**Lista de tarefas:**
**a.** De acordo com o artigo sobre a numeração de obras autorais, quem é a autora do projeto de lei?
**b.** Devolva, do artigo sobre a numeração de obras autorais, tudo o que vai de "Está claro o" até "de seus artistas.", sem alterações.
**c.** Segundo o artigo sobre a numeração de obras autorais, por que a nova lei acabaria prejudicando ainda mais a situação? Explique em uma a três frases.

**Texto para leitura:**
São Paulo, sábado, 29 de junho de 2002

Texto Anterior | Próximo Texto | Índice

TENDÊNCIAS/DEBATES

A numeração de obras autorais deve ser implementada?

NÃO

De boas intenções o Brasil está cheio

EDUARDO MUSZKAT

Está claro o nobre objetivo dessa nova lei, aprovada há poucos dias pelo Congresso e que aguarda a sanção presidencial: defender o artista brasileiro de possíveis atos lesivos por parte de suas gravadoras ou editoras, que, por falta de idoneidade, venderiam muito mais cópias dos produtos contendo sua obra do que declaram aos mesmos, pirateando a obra de seus artistas.
Segundo a justificativa da deputada Tânia Soares, autora do projeto, essa prática lesiva é a regra no mercado brasileiro, o que justificaria plenamente a adoção da nova lei.
Surge logo a primeira dúvida: Será que a maioria das gravadoras no Brasil tem mesmo como regra lesar seus artistas com essa prática deplorável, de tal maneira que se justifique criar uma lei para o tema? Estou certo de que não. Em minha empresa, um artista pode verificar a qualquer momento, diretamente no sistema, o volume de vendas de seus produtos. Se houver dúvida, as próprias notas fiscais de fabricação são disponibilizadas para análise.
Sei também que, na ABMI (Associação Brasileira da Música Independente), o sócio que não pagar corretamente seus artistas ou parceiros é imediatamente cortado do quadro associativo, perdendo credibilidade perante o mercado e seus pares.
É importante observar que a relação entre artista e gravadora é baseada na confiança e o artista tem sempre a liberdade de sair de uma gravadora, especialmente se esta não prestar contas corretamente. Por outro lado, é só com um trabalho coordenado e construtivo que artista e gravadora conseguem o melhor resultado para seus produtos.
Na verdade, essa lei parece dirigida a preservar os artistas que têm seu trabalho distribuído por algumas gravadoras desonestas, em que os mesmos não confiam, mas das quais não querem se desligar. Se assim é, não seria mais simples que se comprovasse a fraude por meio do trabalho de advogados e contadores? Todo contrato que eu conheço permite essa verificação, a qualquer momento, por parte do artista.
Assim, o que pode parecer, à primeira vista, uma solução na verdade acaba prejudicando ainda mais a situação. Não há dúvida de que as empresas desonestas encontrarão formas de burlar a lei, mesmo porque é impossível para o artista controlar a numeração ou assinar todas as cópias de um produto.

**Trechos de conjunto de dados de apontamento:**
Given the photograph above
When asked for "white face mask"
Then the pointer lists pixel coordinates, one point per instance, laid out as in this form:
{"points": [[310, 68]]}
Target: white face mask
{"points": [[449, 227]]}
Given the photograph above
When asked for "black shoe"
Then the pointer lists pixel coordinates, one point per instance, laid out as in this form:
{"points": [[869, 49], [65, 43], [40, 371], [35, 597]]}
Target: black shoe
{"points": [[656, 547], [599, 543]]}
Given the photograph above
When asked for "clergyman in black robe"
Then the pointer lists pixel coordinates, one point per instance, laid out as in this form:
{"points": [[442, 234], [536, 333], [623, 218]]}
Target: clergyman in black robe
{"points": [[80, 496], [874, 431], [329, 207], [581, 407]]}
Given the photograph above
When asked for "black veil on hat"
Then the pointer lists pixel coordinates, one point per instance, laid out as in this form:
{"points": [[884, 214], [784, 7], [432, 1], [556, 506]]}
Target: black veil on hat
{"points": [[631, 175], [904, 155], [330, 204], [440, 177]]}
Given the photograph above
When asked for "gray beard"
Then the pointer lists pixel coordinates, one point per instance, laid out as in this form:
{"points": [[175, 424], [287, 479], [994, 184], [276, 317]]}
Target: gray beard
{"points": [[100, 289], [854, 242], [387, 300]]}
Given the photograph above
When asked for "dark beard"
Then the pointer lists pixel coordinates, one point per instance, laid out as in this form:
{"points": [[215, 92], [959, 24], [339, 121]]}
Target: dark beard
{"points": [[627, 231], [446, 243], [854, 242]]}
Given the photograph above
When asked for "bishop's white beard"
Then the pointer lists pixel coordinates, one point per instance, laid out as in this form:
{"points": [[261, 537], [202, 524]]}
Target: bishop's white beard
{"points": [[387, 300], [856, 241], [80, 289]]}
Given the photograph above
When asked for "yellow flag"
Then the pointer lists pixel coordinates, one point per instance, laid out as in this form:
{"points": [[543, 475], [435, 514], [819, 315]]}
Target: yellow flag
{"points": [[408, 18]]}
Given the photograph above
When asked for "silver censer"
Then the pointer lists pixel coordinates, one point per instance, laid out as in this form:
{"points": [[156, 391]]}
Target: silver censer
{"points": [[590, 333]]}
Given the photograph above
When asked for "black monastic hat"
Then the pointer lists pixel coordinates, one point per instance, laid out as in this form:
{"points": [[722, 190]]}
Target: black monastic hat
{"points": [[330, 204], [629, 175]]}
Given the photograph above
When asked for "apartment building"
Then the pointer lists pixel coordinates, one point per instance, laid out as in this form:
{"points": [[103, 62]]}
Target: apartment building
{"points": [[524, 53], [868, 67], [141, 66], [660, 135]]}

**Respostas por tarefa:**
**a.** A deputada Tânia Soares.

**b.**
Está claro o nobre objetivo dessa nova lei, aprovada há poucos dias pelo Congresso e que aguarda a sanção presidencial: defender o artista brasileiro de possíveis atos lesivos por parte de suas gravadoras ou editoras, que, por falta de idoneidade, venderiam muito mais cópias dos produtos contendo sua obra do que declaram aos mesmos, pirateando a obra de seus artistas.

**c.** A lei acabaria prejudicando ainda mais a situação porque as empresas desonestas encontrarão formas de burlá-la. Isso ocorre porque é impossível para o artista controlar a numeração ou assinar todas as cópias de um produto.